Task to complete:
Rewrite the records below as a Markdown table with two columns, Row (a running number) and Line (one line of the records), skipping blank lines and omitting the pictures.

Data extract:
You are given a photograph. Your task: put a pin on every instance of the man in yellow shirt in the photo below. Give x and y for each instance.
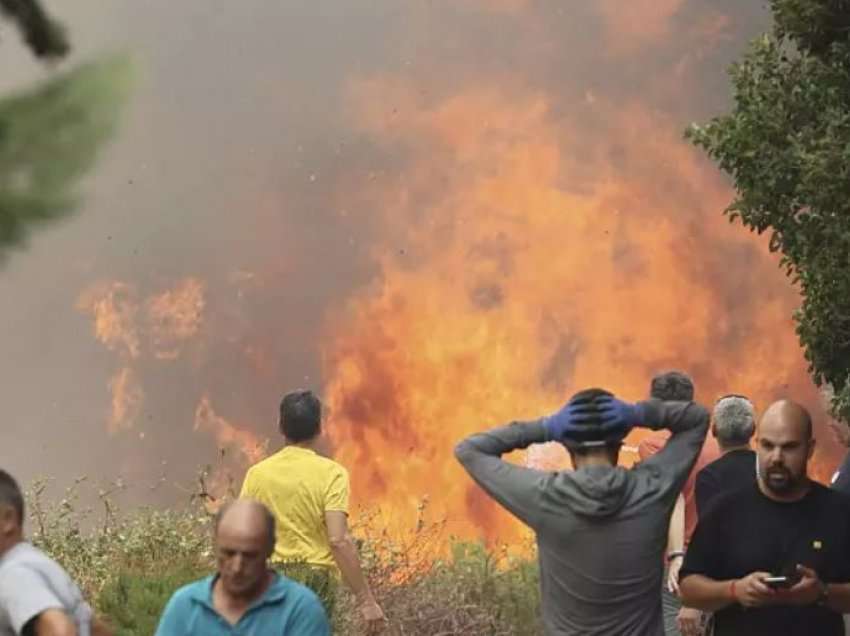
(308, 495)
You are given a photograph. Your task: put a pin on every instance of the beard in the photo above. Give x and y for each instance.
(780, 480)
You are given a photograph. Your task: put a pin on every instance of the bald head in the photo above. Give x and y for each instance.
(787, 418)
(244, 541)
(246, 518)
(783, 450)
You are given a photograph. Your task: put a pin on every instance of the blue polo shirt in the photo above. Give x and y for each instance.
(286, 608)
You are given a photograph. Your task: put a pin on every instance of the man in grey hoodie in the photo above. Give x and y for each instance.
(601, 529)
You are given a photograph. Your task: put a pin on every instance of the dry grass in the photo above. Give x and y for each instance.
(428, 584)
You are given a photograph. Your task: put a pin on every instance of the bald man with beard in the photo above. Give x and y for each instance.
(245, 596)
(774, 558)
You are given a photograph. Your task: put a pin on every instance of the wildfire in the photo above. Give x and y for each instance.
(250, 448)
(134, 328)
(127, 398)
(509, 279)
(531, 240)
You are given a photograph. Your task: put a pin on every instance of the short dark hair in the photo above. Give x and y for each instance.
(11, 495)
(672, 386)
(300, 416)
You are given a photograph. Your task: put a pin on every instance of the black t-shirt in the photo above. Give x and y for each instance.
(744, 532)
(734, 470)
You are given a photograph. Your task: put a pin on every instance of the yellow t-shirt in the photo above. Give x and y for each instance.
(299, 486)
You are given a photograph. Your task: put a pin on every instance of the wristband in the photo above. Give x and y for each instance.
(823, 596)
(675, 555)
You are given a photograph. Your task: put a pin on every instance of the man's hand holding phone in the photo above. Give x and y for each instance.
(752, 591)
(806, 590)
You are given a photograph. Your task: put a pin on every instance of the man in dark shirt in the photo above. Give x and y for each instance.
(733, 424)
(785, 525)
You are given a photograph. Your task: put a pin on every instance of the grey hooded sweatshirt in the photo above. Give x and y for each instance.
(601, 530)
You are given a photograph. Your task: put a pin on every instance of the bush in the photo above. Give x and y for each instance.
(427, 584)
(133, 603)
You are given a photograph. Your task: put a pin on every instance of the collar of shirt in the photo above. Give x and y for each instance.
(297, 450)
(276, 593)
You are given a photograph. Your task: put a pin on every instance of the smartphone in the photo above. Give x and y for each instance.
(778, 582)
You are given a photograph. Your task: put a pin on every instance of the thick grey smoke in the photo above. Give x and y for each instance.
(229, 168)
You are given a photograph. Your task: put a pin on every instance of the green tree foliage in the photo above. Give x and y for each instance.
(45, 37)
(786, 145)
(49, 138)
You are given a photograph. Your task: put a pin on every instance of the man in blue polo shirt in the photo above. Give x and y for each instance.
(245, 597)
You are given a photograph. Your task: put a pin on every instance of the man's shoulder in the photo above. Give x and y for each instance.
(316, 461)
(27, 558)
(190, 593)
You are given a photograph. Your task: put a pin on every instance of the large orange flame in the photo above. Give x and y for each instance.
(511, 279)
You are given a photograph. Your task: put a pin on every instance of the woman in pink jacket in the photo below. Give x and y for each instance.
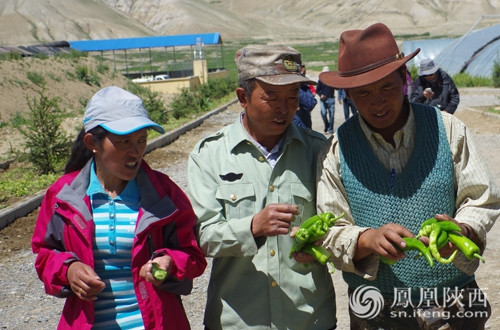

Response to this task:
| Row | Line |
|---|---|
| 1 | You are given a photograph. Your task: put a pin on every instance of the man in yellow shirt in the photo below. Give x and y for each instance. |
| 2 | (308, 495) |
| 3 | You are given a photograph. Your task: put a pin on every instance of the beard in the photo above. Give x and y for each instance. |
| 4 | (780, 480) |
| 5 | You are given a photograph. Your task: put a pin on every instance of the bald head in the photo above. Give x and y for each instance. |
| 6 | (787, 418) |
| 7 | (244, 541) |
| 8 | (246, 518) |
| 9 | (783, 450) |
| 10 | You are given a photograph. Your task: put a pin on every instance of the blue polo shirt in the photo above. Give x and y for each instance. |
| 11 | (286, 608) |
| 12 | You are given a photograph. Your task: put a pin on every instance of the man in grey hoodie in the photo above. Give x and y for each instance. |
| 13 | (601, 529) |
| 14 | You are given a photograph. Your task: put a pin on every instance of the dry grass in the photo above. Give x and y for each instance. |
| 15 | (428, 584) |
| 16 | You are given a photograph. Your task: put a pin on every instance of the bald man with beard in the photo above. Give x and y for each instance. |
| 17 | (245, 596) |
| 18 | (774, 558) |
| 19 | You are given a photograph. Your task: put a pin on every instance of the wildfire in the photo above. Give x and y for each instance. |
| 20 | (250, 448) |
| 21 | (134, 328) |
| 22 | (127, 398) |
| 23 | (509, 279) |
| 24 | (531, 240) |
| 25 | You are given a photograph. Your task: put a pin on every instance of the short dark hair in the photo above. Give x and y for each instance. |
| 26 | (11, 495) |
| 27 | (672, 386) |
| 28 | (300, 416) |
| 29 | You are given a photograph. Your task: put a pin on every instance of the black t-shirt in the photo above. Give x and y for each instance. |
| 30 | (744, 532) |
| 31 | (734, 470) |
| 32 | You are given a photograph. Your task: put a pin on every instance of the yellow t-shirt in the photo above. Give x and y for each instance. |
| 33 | (299, 486) |
| 34 | You are given a photograph. Your task: put a pin on every instance of the wristband in the photo above. Give x and y for each instance. |
| 35 | (823, 596) |
| 36 | (675, 555) |
| 37 | You are given a photograph. Your task: put a pin on every instance of the man's hand holding phone in the photo above. Give x and y for each instance. |
| 38 | (752, 591) |
| 39 | (806, 590) |
| 40 | You are given a photograph. Your task: put a pin on every instance of the man in dark shirt in the photo above. Give x and y for each instance. |
| 41 | (733, 424) |
| 42 | (785, 525) |
| 43 | You are given a photograph. Your task: put a pin on every instance of the grey hooded sweatshirt in the photo above. Give x and y for each instance. |
| 44 | (601, 530) |
| 45 | You are given a photograph. Your task: put a pin on every instance of the bush in the photo above. Give x and y for each instance. |
| 46 | (427, 584) |
| 47 | (133, 603) |
| 48 | You are given a photograph. Your task: put a pin on every instance of the collar of shirt in the photo above. Give x and y for each instance. |
| 49 | (297, 450) |
| 50 | (276, 593) |
| 51 | You are given a photograph. Your task: put a pin on every instance of the smartphone in the photo above. Give x and y for each instance. |
| 52 | (778, 582) |
| 53 | You are given a photograph. Your task: put a pin on every instance of the thick grey smoke in the photo above. Give x and y for each instance. |
| 54 | (229, 168) |
| 55 | You are given a photograph. Your task: put a pin on every instance of the green tree foliage in the photo above. Give x and y for each instance. |
| 56 | (45, 37) |
| 57 | (786, 145) |
| 58 | (49, 138) |
| 59 | You are given a photograph. Your task: put a pin on every instance of the man in blue polo shirt in the photo above. Give x and y for each instance. |
| 60 | (245, 597) |
| 61 | You are given a photograph. Your task: put a pin on every instance of the man's shoulder in the photo above. Give x and y for each instance. |
| 62 | (316, 461) |
| 63 | (27, 558) |
| 64 | (190, 593) |
| 65 | You are given a photograph. Your task: put a pin on every instance of the large orange flame in the photo above. Give x and y for each instance. |
| 66 | (511, 279) |
| 67 | You are given a photograph. Your task: put a pin on every instance of the woman in pink jacket in the photo below. Give x and y for each instance. |